Text excerpt:
_ _ _ _

The Office for Civil Rights found that DC Public Schools allows social workers to remove services when they "run out of time", a phrase that reveals how the district manages scarcity. Instead of hiring adequate staff or reducing caseloads, the system makes individual workers choose which students get served. The decision gets framed as a time management issue rather than what it actually is: rationing by administrative capacity.
Even more troubling, services can be removed if a student "seems unmotivated to participate." This shifts responsibility from the school's obligation to provide appropriate education to the student's perceived attitude, a subjective judgment that's particularly problematic for students whose disabilities may affect engagement and motivation.
The Resolution Agreement and the Question It Doesn't Answer
The proposed Resolution Agreement issued by the Office for Civil Rights requires DC Public Schools to establish a Disability Services Division, revise policies related to identification, evaluation, and placement of students with disabilities, and provide annual training to district-level staff, school transportation staff, special education coordinators, and school-level administrators. The new division must develop a process to manage transportation requests, bus delays, cancellations, and safety incidents.

_ _ _ _

Data for analysis:
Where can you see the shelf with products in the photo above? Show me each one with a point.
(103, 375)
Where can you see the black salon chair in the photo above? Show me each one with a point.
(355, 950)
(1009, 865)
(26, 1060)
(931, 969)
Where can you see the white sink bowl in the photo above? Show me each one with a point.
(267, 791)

_ _ _ _

Work to complete:
a: Output, word for word, the stretch of the passage on DC Public Schools from "The Office for Civil Rights found" through "engagement and motivation.".
b: According to the passage on DC Public Schools, which groups of staff must receive annual training under the proposed Resolution Agreement? List all of them.
c: In the passage on DC Public Schools, what new division must the district establish under the proposed Resolution Agreement?

Results for each task:
a:
The Office for Civil Rights found that DC Public Schools allows social workers to remove services when they "run out of time", a phrase that reveals how the district manages scarcity. Instead of hiring adequate staff or reducing caseloads, the system makes individual workers choose which students get served. The decision gets framed as a time management issue rather than what it actually is: rationing by administrative capacity.
Even more troubling, services can be removed if a student "seems unmotivated to participate." This shifts responsibility from the school's obligation to provide appropriate education to the student's perceived attitude, a subjective judgment that's particularly problematic for students whose disabilities may affect engagement and motivation.

b:
- District-level staff
- School transportation staff
- Special education coordinators
- School-level administrators

c: A Disability Services Division.